What you will do
Duplicate every line of the listing below word for word, from the line containing "Where can the yucca" through the final line of the listing, both ends included.

Extracted data
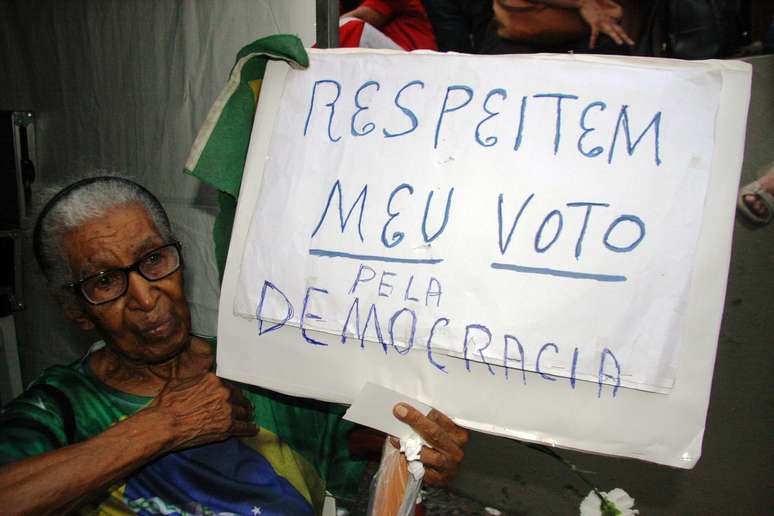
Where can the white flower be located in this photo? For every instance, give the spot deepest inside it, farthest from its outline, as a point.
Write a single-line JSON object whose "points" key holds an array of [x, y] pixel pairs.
{"points": [[619, 503]]}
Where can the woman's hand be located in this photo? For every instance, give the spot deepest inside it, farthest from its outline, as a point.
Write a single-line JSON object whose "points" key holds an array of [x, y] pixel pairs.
{"points": [[442, 461], [204, 409]]}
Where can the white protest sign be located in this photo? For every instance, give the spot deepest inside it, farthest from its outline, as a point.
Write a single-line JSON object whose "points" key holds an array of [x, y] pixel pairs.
{"points": [[532, 221]]}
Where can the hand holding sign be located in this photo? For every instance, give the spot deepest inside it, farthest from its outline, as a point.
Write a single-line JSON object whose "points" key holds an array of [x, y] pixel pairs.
{"points": [[447, 440]]}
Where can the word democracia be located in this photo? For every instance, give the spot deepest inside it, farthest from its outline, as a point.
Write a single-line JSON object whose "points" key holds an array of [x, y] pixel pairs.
{"points": [[479, 342], [327, 108]]}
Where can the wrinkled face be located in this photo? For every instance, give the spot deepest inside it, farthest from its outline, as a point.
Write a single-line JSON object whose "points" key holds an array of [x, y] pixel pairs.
{"points": [[151, 322]]}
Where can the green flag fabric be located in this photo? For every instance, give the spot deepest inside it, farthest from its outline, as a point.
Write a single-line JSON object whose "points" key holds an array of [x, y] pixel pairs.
{"points": [[218, 153]]}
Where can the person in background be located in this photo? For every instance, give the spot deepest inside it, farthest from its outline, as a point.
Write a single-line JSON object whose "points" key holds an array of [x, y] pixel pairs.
{"points": [[756, 200], [527, 26], [404, 24], [141, 424]]}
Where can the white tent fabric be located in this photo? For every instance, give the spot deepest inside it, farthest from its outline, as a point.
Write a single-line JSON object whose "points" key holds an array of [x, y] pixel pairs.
{"points": [[121, 88]]}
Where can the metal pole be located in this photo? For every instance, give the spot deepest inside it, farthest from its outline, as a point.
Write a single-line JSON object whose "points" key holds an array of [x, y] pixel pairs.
{"points": [[327, 23]]}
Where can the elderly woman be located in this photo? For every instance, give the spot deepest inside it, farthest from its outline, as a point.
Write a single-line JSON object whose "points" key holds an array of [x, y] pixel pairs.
{"points": [[140, 424]]}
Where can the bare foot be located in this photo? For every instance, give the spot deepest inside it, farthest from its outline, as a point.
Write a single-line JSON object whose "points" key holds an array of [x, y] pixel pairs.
{"points": [[754, 202]]}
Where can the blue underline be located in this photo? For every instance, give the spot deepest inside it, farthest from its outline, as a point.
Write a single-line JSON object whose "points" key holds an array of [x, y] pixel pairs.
{"points": [[372, 258], [557, 272]]}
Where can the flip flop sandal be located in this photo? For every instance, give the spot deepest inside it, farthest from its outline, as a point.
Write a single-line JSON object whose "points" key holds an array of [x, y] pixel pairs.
{"points": [[765, 197]]}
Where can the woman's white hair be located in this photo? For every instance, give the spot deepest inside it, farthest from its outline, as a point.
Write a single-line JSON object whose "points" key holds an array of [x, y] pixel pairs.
{"points": [[78, 203]]}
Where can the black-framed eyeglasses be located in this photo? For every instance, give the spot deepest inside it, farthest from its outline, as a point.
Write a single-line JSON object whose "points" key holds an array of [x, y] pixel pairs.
{"points": [[107, 286]]}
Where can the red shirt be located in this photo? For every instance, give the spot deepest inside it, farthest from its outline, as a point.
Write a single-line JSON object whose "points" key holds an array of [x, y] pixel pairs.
{"points": [[409, 25]]}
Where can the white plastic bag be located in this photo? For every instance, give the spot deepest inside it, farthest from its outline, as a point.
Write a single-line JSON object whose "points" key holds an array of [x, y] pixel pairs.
{"points": [[396, 484]]}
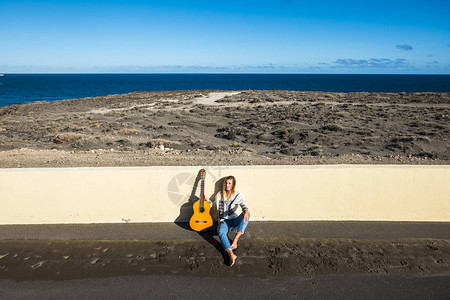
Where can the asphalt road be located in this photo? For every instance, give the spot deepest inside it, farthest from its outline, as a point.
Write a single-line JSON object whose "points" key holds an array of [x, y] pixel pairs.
{"points": [[177, 287]]}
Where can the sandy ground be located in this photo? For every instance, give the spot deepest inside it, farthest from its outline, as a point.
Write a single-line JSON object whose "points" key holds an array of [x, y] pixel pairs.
{"points": [[228, 128]]}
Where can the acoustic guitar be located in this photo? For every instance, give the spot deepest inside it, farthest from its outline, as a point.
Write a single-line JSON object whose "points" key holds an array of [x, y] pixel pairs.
{"points": [[201, 219]]}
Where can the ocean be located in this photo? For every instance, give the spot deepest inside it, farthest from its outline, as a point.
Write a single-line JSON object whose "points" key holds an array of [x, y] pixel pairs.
{"points": [[20, 88]]}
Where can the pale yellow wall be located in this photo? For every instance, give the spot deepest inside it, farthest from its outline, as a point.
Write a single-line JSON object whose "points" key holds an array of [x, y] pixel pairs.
{"points": [[160, 194]]}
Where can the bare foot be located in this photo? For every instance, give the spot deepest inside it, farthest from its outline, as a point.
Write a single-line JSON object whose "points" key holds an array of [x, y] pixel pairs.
{"points": [[232, 257]]}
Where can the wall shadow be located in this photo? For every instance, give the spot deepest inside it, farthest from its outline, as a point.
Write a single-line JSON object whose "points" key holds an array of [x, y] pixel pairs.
{"points": [[210, 234]]}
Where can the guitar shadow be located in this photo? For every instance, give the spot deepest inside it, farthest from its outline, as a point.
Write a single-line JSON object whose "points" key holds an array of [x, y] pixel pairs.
{"points": [[209, 234]]}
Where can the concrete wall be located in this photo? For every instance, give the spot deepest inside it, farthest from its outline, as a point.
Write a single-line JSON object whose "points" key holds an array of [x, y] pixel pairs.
{"points": [[161, 194]]}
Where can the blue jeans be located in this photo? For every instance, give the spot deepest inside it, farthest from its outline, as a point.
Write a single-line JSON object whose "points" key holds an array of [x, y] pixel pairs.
{"points": [[226, 225]]}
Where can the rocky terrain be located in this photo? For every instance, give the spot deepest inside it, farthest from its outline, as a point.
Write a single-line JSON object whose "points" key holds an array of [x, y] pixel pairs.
{"points": [[228, 128]]}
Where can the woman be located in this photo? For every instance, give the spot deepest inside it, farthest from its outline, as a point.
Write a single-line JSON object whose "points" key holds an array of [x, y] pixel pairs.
{"points": [[227, 202]]}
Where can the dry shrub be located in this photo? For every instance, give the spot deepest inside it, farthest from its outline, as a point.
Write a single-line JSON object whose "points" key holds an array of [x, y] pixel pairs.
{"points": [[161, 142], [67, 137]]}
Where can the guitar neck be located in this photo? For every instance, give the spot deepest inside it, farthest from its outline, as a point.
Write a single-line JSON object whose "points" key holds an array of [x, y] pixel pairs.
{"points": [[202, 193]]}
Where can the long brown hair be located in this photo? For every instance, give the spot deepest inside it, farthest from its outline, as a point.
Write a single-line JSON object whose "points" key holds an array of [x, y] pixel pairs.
{"points": [[225, 195]]}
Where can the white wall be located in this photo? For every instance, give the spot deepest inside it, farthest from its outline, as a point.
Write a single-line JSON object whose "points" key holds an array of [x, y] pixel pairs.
{"points": [[161, 194]]}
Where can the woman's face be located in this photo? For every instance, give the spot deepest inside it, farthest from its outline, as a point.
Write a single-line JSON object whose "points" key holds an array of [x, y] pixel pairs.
{"points": [[229, 185]]}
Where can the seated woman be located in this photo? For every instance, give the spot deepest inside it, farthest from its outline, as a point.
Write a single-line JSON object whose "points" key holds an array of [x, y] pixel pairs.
{"points": [[227, 202]]}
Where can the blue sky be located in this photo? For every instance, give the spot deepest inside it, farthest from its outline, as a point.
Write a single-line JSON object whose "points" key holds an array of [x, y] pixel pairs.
{"points": [[276, 36]]}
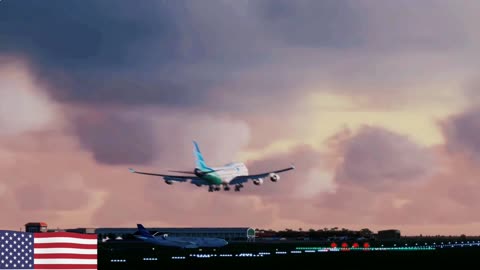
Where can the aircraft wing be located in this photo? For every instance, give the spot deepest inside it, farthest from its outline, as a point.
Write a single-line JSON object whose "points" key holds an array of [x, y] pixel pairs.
{"points": [[176, 178], [244, 178]]}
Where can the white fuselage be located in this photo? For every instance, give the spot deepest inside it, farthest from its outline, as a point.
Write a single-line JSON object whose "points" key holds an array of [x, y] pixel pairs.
{"points": [[230, 171]]}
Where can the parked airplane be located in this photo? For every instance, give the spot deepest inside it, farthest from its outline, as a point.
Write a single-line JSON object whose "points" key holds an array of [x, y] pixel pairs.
{"points": [[181, 242], [229, 174]]}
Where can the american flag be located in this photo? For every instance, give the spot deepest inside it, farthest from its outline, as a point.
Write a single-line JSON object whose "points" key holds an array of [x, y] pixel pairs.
{"points": [[50, 250]]}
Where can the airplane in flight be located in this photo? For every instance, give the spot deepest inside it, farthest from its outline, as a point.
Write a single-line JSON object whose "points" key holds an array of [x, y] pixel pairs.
{"points": [[231, 174], [181, 242]]}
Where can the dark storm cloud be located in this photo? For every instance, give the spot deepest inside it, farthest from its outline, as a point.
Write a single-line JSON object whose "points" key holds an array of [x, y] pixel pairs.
{"points": [[161, 52], [311, 23], [462, 133], [116, 139]]}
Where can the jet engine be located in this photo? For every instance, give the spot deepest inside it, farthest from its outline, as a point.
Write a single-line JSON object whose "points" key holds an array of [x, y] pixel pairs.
{"points": [[274, 177], [258, 181]]}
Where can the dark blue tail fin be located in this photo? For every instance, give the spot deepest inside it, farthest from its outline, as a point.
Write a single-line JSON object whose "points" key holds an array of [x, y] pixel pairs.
{"points": [[144, 232], [199, 161]]}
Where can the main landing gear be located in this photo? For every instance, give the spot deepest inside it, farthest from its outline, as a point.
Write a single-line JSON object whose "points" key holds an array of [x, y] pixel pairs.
{"points": [[225, 188], [213, 188], [238, 187]]}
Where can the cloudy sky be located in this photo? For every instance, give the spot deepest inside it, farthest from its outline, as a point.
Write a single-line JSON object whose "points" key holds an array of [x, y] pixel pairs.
{"points": [[376, 102]]}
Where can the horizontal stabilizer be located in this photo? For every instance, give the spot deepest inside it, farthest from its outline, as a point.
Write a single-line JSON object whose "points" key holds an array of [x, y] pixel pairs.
{"points": [[187, 172]]}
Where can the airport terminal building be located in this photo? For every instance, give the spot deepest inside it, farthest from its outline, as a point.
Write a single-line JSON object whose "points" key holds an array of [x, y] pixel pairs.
{"points": [[229, 234]]}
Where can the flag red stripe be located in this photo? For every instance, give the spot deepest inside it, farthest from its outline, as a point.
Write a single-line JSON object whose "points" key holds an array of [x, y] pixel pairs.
{"points": [[64, 245], [65, 256], [65, 266], [65, 234]]}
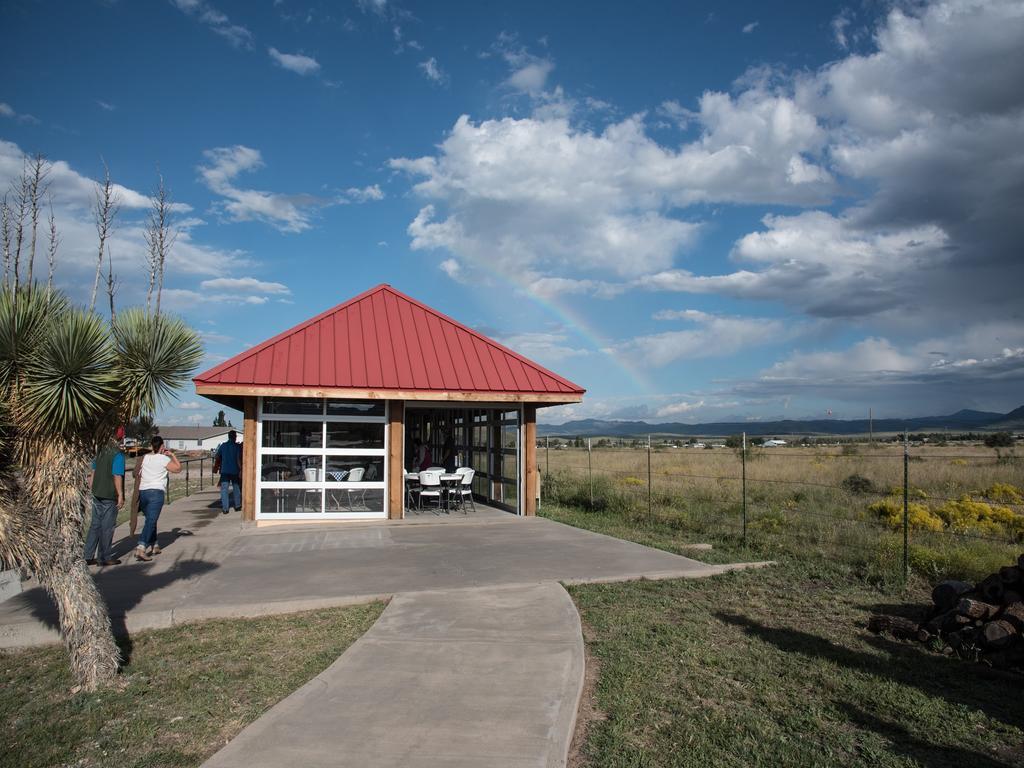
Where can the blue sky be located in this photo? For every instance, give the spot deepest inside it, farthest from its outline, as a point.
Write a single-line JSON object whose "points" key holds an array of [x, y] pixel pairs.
{"points": [[696, 211]]}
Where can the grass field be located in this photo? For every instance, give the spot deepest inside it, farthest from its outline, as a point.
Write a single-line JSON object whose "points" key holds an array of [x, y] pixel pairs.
{"points": [[773, 668], [182, 694], [967, 503]]}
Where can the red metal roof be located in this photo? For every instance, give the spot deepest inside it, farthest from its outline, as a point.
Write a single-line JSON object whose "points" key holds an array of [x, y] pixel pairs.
{"points": [[385, 340]]}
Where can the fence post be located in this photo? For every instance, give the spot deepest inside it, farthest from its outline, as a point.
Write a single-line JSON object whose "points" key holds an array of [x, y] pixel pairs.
{"points": [[906, 505], [650, 510], [590, 471], [742, 457]]}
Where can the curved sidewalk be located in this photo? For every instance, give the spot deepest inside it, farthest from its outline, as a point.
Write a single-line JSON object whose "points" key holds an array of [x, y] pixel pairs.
{"points": [[448, 679]]}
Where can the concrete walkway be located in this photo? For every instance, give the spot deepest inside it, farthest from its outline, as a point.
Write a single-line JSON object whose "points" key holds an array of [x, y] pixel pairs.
{"points": [[451, 679], [214, 566]]}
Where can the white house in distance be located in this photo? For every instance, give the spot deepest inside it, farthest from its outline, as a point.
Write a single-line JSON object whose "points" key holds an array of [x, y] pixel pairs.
{"points": [[196, 438]]}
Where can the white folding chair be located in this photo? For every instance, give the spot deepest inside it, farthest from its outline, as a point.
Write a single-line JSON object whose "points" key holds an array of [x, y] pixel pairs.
{"points": [[466, 487]]}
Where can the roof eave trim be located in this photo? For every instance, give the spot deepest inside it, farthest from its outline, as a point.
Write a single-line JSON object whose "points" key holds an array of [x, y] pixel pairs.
{"points": [[250, 390]]}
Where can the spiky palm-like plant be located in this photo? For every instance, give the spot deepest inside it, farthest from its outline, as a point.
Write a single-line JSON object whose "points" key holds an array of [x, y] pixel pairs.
{"points": [[67, 378]]}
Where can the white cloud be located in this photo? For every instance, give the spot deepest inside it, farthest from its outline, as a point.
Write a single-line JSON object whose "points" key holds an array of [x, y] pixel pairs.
{"points": [[543, 196], [543, 347], [676, 409], [297, 62], [7, 111], [289, 213], [369, 194], [821, 265], [238, 36], [452, 268], [244, 285], [433, 72]]}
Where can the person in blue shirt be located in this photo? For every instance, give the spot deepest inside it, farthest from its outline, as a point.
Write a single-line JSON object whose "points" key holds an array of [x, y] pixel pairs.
{"points": [[108, 484], [228, 463]]}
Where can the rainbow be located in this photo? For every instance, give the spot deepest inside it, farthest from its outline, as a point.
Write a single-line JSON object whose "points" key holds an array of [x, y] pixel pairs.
{"points": [[576, 323]]}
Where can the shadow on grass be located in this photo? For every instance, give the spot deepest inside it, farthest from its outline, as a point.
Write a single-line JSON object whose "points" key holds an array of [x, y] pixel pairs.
{"points": [[993, 692], [922, 751], [123, 589]]}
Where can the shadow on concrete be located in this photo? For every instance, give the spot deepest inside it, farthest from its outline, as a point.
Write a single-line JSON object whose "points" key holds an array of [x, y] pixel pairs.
{"points": [[992, 691]]}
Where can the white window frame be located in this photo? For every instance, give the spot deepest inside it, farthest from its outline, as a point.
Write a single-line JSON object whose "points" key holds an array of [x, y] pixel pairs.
{"points": [[321, 485]]}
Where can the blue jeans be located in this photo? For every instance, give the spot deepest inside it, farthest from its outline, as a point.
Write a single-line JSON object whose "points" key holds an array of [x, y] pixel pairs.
{"points": [[104, 518], [230, 482], [152, 503]]}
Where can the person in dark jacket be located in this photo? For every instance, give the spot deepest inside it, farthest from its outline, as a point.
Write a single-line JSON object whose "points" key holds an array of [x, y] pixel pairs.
{"points": [[108, 483], [228, 463]]}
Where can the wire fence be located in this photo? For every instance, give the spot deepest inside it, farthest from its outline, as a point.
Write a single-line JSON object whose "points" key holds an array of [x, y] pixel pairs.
{"points": [[892, 505]]}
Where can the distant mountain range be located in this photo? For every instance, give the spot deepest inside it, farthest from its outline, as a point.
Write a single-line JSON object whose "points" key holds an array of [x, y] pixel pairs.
{"points": [[962, 421]]}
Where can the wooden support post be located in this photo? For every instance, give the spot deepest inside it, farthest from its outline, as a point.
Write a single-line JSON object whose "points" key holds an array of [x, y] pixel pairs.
{"points": [[529, 460], [395, 455], [250, 472]]}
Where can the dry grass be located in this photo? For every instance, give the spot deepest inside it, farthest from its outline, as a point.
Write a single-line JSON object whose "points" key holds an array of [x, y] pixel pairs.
{"points": [[800, 501]]}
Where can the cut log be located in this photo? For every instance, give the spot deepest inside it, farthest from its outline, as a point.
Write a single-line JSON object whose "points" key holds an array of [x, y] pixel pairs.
{"points": [[976, 608], [901, 629], [1010, 574], [954, 622], [998, 634], [991, 589], [1015, 614], [947, 593]]}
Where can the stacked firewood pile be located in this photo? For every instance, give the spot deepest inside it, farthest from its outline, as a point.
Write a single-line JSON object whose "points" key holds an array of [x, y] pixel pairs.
{"points": [[982, 622]]}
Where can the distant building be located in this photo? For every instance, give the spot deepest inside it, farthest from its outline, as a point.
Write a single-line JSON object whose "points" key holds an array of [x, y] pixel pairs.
{"points": [[196, 438]]}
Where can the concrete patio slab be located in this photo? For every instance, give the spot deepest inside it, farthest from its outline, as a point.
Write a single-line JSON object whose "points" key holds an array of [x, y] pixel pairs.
{"points": [[214, 565], [446, 679]]}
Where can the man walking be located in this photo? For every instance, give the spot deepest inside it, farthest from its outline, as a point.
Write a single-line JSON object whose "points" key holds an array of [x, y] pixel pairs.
{"points": [[108, 483], [228, 463]]}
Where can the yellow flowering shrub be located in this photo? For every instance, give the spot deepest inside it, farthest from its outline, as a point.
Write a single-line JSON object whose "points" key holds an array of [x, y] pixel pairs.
{"points": [[1004, 492], [915, 493], [969, 515], [919, 516]]}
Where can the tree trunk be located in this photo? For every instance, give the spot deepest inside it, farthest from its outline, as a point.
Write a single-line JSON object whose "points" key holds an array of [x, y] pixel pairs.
{"points": [[54, 485]]}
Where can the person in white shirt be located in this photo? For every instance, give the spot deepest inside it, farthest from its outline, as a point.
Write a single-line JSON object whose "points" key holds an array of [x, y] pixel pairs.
{"points": [[151, 474]]}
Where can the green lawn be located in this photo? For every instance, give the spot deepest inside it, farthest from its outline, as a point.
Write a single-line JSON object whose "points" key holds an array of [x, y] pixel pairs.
{"points": [[773, 668], [184, 692]]}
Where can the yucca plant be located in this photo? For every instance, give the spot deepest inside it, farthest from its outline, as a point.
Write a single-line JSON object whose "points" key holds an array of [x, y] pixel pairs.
{"points": [[67, 378]]}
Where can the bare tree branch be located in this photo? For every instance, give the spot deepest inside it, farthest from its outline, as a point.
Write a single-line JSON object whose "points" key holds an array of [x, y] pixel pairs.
{"points": [[19, 189], [5, 236], [160, 239], [112, 284], [39, 169], [104, 210]]}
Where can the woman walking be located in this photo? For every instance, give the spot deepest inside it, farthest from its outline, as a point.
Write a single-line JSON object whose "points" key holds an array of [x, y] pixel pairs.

Task output
Where can the yucca plant be located in this photo? For every instance, give the spot deepest inside it, farthest from its outline, as a point.
Write a single-line JSON object whose "points" key holds an array of [x, y] pixel pairs.
{"points": [[67, 378]]}
Where can the bare tree branch be located in this photo? For every instance, give the spot deepest inside it, farthest from its outline, as a point.
Write a single-line JSON object whose "points" key holds an array of [x, y] pixel pairs.
{"points": [[19, 189], [5, 236], [160, 239], [112, 284], [39, 169], [104, 210]]}
Where can the woman walking be located in this photo? For every instance, give the spot deepest inside it, farthest from its outline, as a point.
Write a single-line JSON object whose "points" key holds an array of [x, y] pixel pairs.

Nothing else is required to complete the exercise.